### Fragmento del documento
Así, el movimiento socialista y comunista ha continuado utilizando el mismo imaginario de progreso constante del capitalismo en cuyo seno se ha desarrollado. Porque además de esa lógica de crecimiento ilimitado que pondrá fin a los problemas de la humanidad, nunca se ha podido sustraer al escaparate de prosperidad que el mundo del capital pone ante los ojos de todos, ocultando a costa de qué y de quienes se produce esa infinita muestra de bienes. Y quienes son los que realmente la están disfrutando.
La crisis actual se presentó de golpe, cuando aparentemente nadie la esperaba, Pero eso no es cierto. El Club de Roma se fundó en 1968, y el famoso informe “Los límites del crecimiento” se publicó en 1972. 50 años es demasiado tiempo como para que la realidad nos coja por sorpresa. Eso en lo que se refiere al problema del imposible crecimiento exponencial.
En cuanto al “Grupo Intergubernamental de Expertos sobre el Cambio Climático”, conocido por las siglas IPCC, se fundó en 1988. Más de 30 años no son pocos para ver con tiempo lo que se nos venía encima.
De golpe, el tema del cambio climático, que no se presenta como algo directamente relacionado con el crecimiento económico, es el tema del momento. Se proponen soluciones tecnológicas, “energías limpias”, coches eléctricos, paneles solares, mucha cibernética, que limiten drásticamente las emisiones de gases de efecto invernadero, olvidando que todos esos medios han de ser producidos, y producidos empleando “energías sucias” y perecederas. Que la metalurgia y la minería, la búsqueda de elementos escasos cada vez más difíciles de obtener, el consumo de agua en todas estas actividades, pueden producir y producen más residuos y más gases nocivos de los que pretenden limitar.

### Material proporcionado

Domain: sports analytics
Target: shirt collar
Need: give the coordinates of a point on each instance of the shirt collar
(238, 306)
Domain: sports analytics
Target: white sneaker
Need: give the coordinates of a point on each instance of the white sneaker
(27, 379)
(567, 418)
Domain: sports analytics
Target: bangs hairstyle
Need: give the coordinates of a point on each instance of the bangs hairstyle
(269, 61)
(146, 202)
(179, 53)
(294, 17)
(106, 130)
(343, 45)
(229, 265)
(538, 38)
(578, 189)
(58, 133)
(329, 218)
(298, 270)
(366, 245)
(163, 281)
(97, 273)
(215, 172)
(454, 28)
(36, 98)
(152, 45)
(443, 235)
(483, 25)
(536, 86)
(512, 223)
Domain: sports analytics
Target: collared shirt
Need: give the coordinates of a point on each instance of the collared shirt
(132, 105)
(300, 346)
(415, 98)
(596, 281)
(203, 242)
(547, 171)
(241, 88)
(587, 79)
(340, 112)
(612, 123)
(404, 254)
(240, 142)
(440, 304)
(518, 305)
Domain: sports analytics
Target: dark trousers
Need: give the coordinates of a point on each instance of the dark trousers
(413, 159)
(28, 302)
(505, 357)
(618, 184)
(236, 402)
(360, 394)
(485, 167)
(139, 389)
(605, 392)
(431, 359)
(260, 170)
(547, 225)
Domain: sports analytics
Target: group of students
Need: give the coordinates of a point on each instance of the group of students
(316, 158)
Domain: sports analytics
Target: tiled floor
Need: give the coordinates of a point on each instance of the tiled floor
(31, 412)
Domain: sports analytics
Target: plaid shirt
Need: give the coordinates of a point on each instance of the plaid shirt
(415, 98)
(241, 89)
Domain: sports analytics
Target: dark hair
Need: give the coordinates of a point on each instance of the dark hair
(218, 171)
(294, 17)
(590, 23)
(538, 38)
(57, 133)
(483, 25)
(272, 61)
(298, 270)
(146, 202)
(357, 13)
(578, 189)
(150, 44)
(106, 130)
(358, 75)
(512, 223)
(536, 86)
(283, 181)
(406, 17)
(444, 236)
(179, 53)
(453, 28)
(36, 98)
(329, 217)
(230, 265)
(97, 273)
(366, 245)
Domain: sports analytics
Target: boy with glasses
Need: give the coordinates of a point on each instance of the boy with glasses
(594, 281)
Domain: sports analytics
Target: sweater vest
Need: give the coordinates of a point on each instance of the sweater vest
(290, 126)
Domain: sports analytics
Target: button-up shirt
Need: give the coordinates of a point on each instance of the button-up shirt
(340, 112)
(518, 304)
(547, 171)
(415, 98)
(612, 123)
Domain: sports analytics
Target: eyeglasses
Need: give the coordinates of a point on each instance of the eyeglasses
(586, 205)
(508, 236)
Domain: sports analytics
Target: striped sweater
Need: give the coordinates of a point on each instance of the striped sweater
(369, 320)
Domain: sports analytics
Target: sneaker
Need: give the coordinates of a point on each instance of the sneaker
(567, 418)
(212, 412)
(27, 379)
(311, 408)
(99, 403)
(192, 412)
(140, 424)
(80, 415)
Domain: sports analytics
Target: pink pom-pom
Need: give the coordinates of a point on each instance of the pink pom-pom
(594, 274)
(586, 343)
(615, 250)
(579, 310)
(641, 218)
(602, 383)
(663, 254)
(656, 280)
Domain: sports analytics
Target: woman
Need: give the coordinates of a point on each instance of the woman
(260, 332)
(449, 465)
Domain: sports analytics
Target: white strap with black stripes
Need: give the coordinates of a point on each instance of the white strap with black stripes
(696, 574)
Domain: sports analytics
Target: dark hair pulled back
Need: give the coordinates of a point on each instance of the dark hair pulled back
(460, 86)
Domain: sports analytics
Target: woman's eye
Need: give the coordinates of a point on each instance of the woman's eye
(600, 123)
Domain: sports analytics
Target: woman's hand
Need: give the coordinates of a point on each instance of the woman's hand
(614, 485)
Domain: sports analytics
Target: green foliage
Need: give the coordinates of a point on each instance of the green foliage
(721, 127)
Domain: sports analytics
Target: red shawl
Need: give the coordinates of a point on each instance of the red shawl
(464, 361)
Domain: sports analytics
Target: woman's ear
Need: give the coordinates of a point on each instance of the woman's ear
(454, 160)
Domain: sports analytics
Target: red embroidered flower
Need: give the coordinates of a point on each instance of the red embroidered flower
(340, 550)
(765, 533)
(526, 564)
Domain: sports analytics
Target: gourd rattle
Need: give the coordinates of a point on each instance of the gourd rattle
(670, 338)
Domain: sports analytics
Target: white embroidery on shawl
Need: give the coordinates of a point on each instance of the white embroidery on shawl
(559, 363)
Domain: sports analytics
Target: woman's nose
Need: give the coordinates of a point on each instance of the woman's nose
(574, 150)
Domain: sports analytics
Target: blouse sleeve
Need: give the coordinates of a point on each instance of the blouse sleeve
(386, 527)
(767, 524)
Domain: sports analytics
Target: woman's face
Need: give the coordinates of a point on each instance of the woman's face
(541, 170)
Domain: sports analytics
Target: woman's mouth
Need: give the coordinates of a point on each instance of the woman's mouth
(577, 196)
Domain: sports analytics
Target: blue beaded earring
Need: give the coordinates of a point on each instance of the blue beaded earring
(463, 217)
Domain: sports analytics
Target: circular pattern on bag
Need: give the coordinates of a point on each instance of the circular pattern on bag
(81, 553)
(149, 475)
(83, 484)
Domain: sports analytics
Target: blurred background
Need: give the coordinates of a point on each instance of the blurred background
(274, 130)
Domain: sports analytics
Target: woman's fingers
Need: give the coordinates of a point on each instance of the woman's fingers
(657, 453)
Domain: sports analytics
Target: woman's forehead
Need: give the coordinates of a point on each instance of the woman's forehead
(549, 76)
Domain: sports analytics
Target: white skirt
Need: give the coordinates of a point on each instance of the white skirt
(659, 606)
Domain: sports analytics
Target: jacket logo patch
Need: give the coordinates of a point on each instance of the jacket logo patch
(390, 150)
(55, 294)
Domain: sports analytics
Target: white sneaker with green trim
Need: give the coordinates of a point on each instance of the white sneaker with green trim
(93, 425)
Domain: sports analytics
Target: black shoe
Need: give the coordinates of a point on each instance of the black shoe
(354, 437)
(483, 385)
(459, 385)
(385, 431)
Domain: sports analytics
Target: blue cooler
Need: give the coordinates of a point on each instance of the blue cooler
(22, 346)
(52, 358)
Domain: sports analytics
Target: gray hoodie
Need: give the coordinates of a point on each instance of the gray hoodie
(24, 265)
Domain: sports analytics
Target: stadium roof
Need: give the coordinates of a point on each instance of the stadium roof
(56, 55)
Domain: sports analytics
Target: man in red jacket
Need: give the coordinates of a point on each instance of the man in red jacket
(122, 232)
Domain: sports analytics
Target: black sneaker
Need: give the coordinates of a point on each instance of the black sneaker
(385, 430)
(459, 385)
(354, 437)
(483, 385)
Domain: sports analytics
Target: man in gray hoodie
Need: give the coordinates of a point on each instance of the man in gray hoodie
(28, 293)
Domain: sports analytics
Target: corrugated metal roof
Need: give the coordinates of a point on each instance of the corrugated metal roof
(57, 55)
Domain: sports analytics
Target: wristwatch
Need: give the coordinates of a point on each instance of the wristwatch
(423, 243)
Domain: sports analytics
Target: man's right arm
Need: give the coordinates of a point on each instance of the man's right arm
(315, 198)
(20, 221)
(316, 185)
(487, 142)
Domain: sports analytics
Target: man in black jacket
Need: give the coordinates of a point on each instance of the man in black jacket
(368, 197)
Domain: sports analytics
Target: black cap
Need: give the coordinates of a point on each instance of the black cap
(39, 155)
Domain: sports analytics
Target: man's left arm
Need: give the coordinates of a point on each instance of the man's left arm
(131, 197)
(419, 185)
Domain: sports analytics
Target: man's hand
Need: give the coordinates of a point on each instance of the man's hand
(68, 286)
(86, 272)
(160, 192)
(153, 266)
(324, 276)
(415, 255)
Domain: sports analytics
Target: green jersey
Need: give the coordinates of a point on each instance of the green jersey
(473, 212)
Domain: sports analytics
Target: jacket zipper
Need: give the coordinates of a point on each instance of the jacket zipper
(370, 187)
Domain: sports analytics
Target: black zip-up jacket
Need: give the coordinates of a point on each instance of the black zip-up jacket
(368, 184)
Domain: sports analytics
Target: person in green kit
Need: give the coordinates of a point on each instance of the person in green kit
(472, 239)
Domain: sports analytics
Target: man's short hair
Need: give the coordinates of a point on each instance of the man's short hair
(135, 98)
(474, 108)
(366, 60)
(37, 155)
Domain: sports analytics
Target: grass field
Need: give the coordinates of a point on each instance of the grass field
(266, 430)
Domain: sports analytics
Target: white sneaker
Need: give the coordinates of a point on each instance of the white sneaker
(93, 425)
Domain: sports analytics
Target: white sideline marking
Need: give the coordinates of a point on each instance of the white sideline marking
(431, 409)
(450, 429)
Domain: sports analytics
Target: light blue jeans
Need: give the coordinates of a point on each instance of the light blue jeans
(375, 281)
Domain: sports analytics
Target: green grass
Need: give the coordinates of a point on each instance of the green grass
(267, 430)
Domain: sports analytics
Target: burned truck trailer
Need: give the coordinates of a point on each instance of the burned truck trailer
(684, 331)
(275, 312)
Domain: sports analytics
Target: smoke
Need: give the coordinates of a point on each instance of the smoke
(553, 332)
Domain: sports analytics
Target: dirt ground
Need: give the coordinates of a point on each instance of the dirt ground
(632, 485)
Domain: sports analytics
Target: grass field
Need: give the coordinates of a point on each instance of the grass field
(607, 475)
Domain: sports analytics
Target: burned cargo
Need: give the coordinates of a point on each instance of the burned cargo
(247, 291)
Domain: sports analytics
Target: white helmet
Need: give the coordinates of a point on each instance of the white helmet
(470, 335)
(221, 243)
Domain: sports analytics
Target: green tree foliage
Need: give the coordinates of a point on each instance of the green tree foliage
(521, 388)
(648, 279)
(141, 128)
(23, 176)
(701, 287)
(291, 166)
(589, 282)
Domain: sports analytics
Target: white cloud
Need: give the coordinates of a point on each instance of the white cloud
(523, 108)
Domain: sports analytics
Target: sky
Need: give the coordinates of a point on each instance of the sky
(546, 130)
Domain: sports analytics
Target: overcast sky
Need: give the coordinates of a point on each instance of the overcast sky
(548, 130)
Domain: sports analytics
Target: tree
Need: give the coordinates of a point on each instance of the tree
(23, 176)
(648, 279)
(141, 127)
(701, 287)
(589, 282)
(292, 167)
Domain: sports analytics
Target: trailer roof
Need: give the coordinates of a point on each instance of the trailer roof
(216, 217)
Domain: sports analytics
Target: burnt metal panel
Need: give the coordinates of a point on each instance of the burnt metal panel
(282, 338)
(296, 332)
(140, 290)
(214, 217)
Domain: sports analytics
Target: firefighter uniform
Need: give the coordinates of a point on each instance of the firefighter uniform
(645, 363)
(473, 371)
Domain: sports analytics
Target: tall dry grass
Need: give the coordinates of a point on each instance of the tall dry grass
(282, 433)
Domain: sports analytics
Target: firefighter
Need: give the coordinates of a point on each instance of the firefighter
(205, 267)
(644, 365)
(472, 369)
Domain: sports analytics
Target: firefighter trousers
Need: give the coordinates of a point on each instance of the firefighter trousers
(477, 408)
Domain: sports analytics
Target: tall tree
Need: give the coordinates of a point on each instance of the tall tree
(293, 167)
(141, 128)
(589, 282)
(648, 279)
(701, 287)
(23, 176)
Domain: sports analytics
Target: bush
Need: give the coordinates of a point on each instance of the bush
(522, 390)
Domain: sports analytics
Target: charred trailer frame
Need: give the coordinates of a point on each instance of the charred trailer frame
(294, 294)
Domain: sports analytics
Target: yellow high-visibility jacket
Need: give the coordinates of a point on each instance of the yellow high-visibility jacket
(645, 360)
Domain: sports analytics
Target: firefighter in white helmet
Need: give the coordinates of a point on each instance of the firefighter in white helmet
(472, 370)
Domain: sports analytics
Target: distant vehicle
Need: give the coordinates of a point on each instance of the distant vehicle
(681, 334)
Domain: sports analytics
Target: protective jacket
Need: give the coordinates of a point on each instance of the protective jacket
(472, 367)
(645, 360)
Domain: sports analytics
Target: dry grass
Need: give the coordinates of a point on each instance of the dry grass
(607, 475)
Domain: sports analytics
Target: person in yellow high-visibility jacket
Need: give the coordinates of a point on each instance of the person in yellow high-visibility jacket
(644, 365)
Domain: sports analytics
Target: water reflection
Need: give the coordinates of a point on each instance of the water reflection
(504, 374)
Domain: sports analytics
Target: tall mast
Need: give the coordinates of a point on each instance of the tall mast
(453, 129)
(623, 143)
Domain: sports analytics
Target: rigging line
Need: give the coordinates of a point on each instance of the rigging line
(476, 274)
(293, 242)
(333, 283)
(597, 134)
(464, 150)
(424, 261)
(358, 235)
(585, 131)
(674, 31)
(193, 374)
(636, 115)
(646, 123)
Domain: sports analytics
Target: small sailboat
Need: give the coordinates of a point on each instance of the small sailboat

### Tarea
Según el fragmento del documento, ¿en qué año se fundó el Grupo Intergubernamental de Expertos sobre el Cambio Climático?

### Respuesta
En 1988.